▶ **List of tasks**:
**A.** In the passage about diplomas and stories, what is the first thing every student has upon graduation?
**B.** From the passage about diplomas and stories, reproduce the part that opens with the words containing "The answer is" and closes with "What’s stopping you?".

▶ **Text passage**:

┄┄┄┄┄┄┄┄┄┄

A Diploma and A Story

What are the two things every student has upon graduation?  The first is a degree.  It’s the diploma, the scorecard, the grade point average, the transcript, the physical record of what was done.  A lot of work goes into getting a degree: late night study sessions requiring gallons of coffee, stress over  20 page research papers, and quizzes on endless textbook chapters.  How much mental anguish goes into finals week?  After all that, isn’t the transcript just a scorecard anyway?

The second thing every student has upon graduation is the story. If the diploma is the scorecard, then the story is the account of what was done.  It’s the context around the A in history, or the D- in calculus.  It’s about how you played the game.  Everyone gets a degree who finishes the requirements for graduation, but how many students have remarkable stories of what they did?  How many students invested a semester at an internship at Walt Disney World?  How many students built houses in a developing nation with Habitat for Humanity?  How many students took courses in another country?  How many students competed against athletes from all over the world?  How many students interned with a professional football team?

The answer is that a lot of students do remarkable things.  Most just don’t notice it while it’s happening.  What are you doing that is worth talking about?  When you stop and think about it, you are probably a lot more interesting than you give yourself credit for.  If you’re not, why don’t you do something that is interesting, unique, exciting, or meaningful?  What’s stopping you?

You’re writing this story!  (Don’t forget that you’re paying the institution a lot of money to keep score.)

┄┄┄┄┄┄┄┄┄┄

▶ **Data**:
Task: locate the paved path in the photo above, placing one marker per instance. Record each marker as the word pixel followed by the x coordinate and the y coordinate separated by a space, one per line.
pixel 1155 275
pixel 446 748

┄┄┄┄┄┄┄┄┄┄

▶ **Solutions to the problems**:
**A.** A degree.

**B.**
The answer is that a lot of students do remarkable things.  Most just don’t notice it while it’s happening.  What are you doing that is worth talking about?  When you stop and think about it, you are probably a lot more interesting than you give yourself credit for.  If you’re not, why don’t you do something that is interesting, unique, exciting, or meaningful?  What’s stopping you?